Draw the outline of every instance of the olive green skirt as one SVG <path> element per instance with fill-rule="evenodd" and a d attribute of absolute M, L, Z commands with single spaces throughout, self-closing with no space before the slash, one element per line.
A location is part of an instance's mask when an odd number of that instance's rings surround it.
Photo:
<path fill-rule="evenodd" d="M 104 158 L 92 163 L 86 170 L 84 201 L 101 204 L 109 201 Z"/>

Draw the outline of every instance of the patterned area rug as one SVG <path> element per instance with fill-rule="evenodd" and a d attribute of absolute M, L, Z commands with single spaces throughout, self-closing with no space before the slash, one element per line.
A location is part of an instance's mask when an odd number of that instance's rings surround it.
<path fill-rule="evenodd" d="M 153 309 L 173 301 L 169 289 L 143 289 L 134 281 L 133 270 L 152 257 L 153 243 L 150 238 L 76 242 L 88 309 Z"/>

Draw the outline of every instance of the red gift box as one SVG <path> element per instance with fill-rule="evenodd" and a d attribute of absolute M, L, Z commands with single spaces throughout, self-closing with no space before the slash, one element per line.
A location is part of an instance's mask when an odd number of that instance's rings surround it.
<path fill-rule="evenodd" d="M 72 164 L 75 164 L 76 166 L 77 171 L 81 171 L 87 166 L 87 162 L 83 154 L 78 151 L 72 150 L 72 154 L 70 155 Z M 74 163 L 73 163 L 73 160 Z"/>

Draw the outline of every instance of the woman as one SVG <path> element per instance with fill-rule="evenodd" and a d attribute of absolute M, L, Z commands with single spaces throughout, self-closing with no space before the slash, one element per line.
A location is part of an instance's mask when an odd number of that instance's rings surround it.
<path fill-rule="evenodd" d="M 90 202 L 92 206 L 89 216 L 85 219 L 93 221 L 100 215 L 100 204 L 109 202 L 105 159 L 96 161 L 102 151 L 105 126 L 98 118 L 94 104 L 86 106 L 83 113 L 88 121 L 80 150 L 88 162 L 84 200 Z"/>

◇ ◇ ◇ ◇

■ **Required task**
Pull out each line in the items above that contains the word "patterned", matching case exactly.

■ **Answer to this problem**
Draw the outline of every instance of the patterned area rug as one SVG <path> element per instance with fill-rule="evenodd" and a d attribute of absolute M, L, Z commands with single spaces throughout, self-closing with no space before the slash, one element per line.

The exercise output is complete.